ЗАДАНИЕ 1
Определите, соответствуют ли отрывку три утверждения: (a) брат рассказчика погиб в 1945 году под Штеттином; (b) родители сразу согласились купить гармошку; (c) панно висело на доме у набережной Фонтанки. Для каждого ответьте «да» или «нет» и приведите решающие слова отрывка в точности.
ЗАДАНИЕ 2
Воспроизведите часть отрывка без изменений: начните со слов, где есть «Все, все всплывает», и остановитесь после слов «восемь, девять лет.».

ТЕКСТ ОТРЫВКА

--------------------

Все, все всплывает в памяти: довоенное время, когда, маленький, просишь у родителей купить гармошку, они отказывают избалованному ребенку. И тогда ты, пятилетний, Первого мая становишься на улице на колени перед огромным панно, где изображен Он. Панно висит на фасаде дома, стоящего рядом с нашим на канале Грибоедова, где живут писатели, и ты, маленький, говоришь: «Дорогой дедушка Сталин! Пришли мне гармошку». Эту трогательную сцену видят вышедшие на улицу в первомайский праздничный день писатели, соседи и товарищи родителей, и гармошка мальчику, разумеется, покупается…

Потом война. Мне шесть, семь, восемь, девять лет.

«Артиллеристы, Сталин дал приказ!..». И мой брат Владимир, артиллерист, погибает в 45-м году под Штеттином двадцати одного года от роду…

По радио – Левитан: «Ознаменовать сорока пятью артиллерийскими залпами…» – и в конце: «Генералиссимус Сталин…»

--------------------

Строки данных
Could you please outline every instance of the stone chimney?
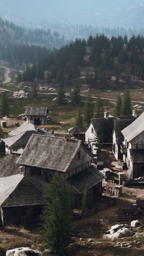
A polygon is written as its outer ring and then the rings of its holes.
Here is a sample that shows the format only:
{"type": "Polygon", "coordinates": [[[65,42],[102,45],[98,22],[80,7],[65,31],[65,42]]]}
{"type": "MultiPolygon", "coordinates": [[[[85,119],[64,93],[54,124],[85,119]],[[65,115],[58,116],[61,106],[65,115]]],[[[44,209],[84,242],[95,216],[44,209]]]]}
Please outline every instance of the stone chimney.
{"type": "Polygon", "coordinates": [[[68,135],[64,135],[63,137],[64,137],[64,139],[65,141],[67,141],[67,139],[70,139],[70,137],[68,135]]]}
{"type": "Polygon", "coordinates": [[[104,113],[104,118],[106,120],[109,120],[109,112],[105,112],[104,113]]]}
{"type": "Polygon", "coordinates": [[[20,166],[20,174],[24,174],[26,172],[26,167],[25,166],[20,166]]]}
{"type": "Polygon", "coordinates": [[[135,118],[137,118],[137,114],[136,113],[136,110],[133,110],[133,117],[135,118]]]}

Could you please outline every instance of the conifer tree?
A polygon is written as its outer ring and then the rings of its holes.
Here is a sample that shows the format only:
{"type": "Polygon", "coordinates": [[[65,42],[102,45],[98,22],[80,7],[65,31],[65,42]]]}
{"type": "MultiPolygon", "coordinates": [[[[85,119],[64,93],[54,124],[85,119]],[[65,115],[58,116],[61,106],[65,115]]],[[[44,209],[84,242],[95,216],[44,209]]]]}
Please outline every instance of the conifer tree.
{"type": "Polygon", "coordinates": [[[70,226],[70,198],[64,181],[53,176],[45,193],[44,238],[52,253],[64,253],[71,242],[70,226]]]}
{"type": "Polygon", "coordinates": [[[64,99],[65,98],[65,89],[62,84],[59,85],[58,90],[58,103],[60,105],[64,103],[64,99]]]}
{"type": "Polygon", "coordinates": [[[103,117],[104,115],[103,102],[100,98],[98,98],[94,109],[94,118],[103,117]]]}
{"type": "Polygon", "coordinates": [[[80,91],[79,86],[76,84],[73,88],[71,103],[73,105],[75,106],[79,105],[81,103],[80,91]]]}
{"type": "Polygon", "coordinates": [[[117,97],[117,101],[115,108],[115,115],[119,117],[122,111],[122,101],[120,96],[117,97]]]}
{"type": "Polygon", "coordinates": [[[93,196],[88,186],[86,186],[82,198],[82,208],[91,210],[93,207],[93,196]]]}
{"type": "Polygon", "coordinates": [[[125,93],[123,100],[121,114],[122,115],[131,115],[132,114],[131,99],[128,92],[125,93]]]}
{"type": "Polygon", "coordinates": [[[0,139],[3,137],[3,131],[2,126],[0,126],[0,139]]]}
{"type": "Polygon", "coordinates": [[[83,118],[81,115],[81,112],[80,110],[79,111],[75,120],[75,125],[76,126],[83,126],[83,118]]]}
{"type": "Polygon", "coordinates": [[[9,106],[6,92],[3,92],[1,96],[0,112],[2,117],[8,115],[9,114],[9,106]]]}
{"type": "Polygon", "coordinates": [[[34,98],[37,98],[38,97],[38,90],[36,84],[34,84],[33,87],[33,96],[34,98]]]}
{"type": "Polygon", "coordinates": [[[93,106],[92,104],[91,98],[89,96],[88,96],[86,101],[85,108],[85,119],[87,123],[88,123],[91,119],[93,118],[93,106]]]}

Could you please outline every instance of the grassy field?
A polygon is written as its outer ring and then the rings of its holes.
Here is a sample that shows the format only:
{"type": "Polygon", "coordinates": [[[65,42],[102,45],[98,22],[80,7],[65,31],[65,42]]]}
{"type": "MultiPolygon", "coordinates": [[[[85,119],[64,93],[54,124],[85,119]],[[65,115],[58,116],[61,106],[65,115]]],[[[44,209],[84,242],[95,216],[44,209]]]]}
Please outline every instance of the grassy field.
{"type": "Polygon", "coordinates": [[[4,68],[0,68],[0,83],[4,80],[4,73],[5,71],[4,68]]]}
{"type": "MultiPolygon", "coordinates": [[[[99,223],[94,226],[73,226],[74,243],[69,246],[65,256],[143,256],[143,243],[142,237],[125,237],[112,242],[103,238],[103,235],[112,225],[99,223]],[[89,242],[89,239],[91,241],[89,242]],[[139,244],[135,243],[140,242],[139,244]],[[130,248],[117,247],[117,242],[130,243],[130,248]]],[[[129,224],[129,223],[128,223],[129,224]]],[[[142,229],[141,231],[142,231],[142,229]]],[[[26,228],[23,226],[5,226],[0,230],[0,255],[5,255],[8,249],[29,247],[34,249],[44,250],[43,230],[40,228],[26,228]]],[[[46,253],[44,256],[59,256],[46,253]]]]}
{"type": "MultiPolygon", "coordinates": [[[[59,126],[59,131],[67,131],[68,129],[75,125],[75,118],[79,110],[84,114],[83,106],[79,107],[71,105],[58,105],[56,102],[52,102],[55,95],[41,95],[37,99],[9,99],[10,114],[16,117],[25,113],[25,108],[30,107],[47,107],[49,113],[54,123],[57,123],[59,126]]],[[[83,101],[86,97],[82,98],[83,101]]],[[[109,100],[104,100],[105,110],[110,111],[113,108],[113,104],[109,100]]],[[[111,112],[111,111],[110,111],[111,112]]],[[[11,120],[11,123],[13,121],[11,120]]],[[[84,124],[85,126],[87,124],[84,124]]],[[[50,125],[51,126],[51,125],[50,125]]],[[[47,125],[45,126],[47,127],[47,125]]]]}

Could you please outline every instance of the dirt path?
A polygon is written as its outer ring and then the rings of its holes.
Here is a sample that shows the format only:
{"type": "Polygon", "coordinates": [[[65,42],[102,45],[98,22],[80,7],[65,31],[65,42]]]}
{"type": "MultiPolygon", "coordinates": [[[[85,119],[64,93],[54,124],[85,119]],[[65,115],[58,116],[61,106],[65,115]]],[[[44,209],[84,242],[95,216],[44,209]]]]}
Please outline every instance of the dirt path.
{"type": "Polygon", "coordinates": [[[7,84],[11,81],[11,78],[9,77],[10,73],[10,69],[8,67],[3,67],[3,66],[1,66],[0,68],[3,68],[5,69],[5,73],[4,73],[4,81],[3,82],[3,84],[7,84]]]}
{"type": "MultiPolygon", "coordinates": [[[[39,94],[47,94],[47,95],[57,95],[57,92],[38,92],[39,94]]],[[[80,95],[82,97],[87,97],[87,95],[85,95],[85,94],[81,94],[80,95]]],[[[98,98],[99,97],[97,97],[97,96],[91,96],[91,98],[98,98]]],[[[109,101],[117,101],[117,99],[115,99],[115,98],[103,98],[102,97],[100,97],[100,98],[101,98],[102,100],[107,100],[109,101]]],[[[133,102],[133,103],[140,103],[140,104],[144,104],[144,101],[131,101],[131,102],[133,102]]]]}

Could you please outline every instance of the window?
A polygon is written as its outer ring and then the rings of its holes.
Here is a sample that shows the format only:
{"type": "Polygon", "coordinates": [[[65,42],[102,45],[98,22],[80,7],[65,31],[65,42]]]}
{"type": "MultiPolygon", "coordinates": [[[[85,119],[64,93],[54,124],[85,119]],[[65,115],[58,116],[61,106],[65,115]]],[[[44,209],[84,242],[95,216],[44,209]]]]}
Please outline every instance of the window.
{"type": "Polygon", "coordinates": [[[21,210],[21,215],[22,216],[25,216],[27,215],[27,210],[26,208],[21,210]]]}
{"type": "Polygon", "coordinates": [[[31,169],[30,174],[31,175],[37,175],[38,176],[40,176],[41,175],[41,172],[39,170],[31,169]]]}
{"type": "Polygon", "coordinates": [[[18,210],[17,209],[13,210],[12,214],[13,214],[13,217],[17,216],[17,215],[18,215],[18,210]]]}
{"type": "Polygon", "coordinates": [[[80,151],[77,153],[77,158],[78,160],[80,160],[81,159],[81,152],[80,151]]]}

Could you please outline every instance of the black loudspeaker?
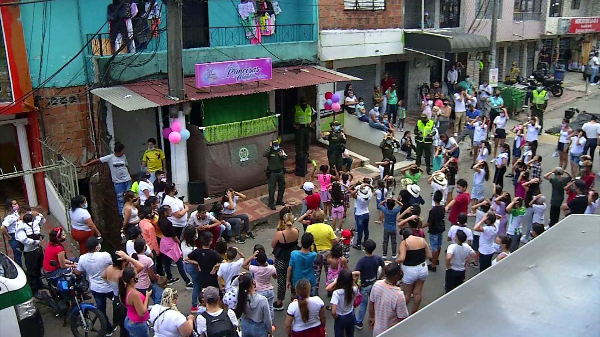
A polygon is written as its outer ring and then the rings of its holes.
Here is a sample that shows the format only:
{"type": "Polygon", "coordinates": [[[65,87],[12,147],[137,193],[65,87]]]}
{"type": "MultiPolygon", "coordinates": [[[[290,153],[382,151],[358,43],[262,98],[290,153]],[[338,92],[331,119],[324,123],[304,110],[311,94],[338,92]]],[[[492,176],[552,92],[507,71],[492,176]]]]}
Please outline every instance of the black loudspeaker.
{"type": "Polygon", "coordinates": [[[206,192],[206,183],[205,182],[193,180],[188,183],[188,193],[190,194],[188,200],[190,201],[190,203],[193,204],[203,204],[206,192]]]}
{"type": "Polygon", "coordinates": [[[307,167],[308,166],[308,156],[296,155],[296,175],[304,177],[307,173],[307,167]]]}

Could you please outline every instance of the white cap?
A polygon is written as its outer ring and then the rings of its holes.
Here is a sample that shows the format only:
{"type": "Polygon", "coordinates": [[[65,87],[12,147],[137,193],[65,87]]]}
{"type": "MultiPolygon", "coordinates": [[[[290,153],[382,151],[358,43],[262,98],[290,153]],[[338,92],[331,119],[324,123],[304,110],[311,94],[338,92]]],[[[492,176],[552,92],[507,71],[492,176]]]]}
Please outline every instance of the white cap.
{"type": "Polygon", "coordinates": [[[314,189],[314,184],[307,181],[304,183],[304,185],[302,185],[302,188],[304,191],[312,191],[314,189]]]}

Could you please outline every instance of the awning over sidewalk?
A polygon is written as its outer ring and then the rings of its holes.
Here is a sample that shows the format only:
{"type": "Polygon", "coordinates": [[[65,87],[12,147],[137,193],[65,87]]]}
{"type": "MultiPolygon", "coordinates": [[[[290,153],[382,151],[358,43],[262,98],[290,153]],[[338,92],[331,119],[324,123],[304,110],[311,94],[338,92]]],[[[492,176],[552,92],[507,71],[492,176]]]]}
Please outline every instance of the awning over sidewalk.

--------------------

ОТВЕТ 1
(a) Да: «погибает в 45-м году под Штеттином».
(b) Нет: «они отказывают избалованному ребенку».
(c) Нет: «стоящего рядом с нашим на канале Грибоедова».

ОТВЕТ 2
Все, все всплывает в памяти: довоенное время, когда, маленький, просишь у родителей купить гармошку, они отказывают избалованному ребенку. И тогда ты, пятилетний, Первого мая становишься на улице на колени перед огромным панно, где изображен Он. Панно висит на фасаде дома, стоящего рядом с нашим на канале Грибоедова, где живут писатели, и ты, маленький, говоришь: «Дорогой дедушка Сталин! Пришли мне гармошку». Эту трогательную сцену видят вышедшие на улицу в первомайский праздничный день писатели, соседи и товарищи родителей, и гармошка мальчику, разумеется, покупается…

Потом война. Мне шесть, семь, восемь, девять лет.